■ **WHAT YOU NEED TO DO**:
a) Transcribe the film commentary word for word, everything from "One is a super-smart" down to "not a manipulator.".
b) Format the listing lines from the one containing "Return one point per instance of the sun in" down to the one containing "[599, 1188]", both included, as a numbered list with blank lines left out.

■ **EXTRACT PROVIDED**:

>> Start

Case in point: Arjun Reddy and Kabir Singh. It completely reflects what Sandeep Reddy Vanga wants to do. He has put it out there because of which there is discourse which has raised a voice against it. Till date, I am thankful for the voices that had been the loudest because they’re still echoing. We put too much responsibility on ourselves for changing things. I think even if we can raise our voice loud enough for it to echo, that would still keep the momentum going. So, we shouldn’t be disheartened when things don’t change because major changes create a very specific kind of atmosphere.

There is Frank Underwood (from House of Cards), and then there is Arthur (Fleck), the Joker. These are two people who aren’t really taking the right decisions. The difference is that one is clearly somebody who has a mind, and one is somebody who has a very weak heart. In both cases, morality can be differentiated.

One is a super-smart manipulator. So, even though you’re enjoying his antics, you are not emotionally driven to do anything like Frank Underwood because you don’t have the capacity to be him. But the problem is that everyone has the capacity to follow their heart and do something idiotic. This is where it becomes dangerous. When Joker talks about being bullied and beaten, about disownment, he finally picks up the gun and instigates a riot. All these are matters of the heart, and give destructive power in the hands of someone who is not a manipulator.

Therein lies the difference. I think you can debate on that because if you have a high IQ criminal, which is like Dexter or American Psycho, you enjoy it but also dissociate yourself from it.

>> End

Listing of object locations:

>> Start

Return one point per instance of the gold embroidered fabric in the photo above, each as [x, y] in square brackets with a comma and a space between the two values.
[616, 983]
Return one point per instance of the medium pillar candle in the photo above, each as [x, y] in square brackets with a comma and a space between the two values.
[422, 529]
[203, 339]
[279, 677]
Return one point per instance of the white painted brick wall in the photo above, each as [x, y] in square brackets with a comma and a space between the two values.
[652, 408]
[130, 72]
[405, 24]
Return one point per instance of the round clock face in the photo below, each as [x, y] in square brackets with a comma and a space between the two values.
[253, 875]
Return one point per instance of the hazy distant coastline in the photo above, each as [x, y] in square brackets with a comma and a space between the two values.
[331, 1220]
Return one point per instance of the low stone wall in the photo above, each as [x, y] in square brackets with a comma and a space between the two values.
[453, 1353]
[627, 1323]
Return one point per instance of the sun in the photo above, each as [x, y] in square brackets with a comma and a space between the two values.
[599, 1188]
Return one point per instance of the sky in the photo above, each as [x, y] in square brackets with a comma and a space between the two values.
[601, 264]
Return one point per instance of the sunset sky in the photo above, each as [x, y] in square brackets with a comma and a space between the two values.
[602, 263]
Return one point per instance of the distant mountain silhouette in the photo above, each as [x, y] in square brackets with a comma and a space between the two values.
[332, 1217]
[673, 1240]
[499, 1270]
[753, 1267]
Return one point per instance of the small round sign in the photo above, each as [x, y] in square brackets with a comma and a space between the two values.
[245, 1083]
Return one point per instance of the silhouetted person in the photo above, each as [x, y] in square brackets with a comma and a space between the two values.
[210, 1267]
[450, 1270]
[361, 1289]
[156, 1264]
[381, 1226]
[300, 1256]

>> End

■ **EXERCISE ANSWERS**:
a)
One is a super-smart manipulator. So, even though you’re enjoying his antics, you are not emotionally driven to do anything like Frank Underwood because you don’t have the capacity to be him. But the problem is that everyone has the capacity to follow their heart and do something idiotic. This is where it becomes dangerous. When Joker talks about being bullied and beaten, about disownment, he finally picks up the gun and instigates a riot. All these are matters of the heart, and give destructive power in the hands of someone who is not a manipulator.

b)
1. Return one point per instance of the sun in the photo above, each as [x, y] in square brackets with a comma and a space between the two values.
2. [599, 1188]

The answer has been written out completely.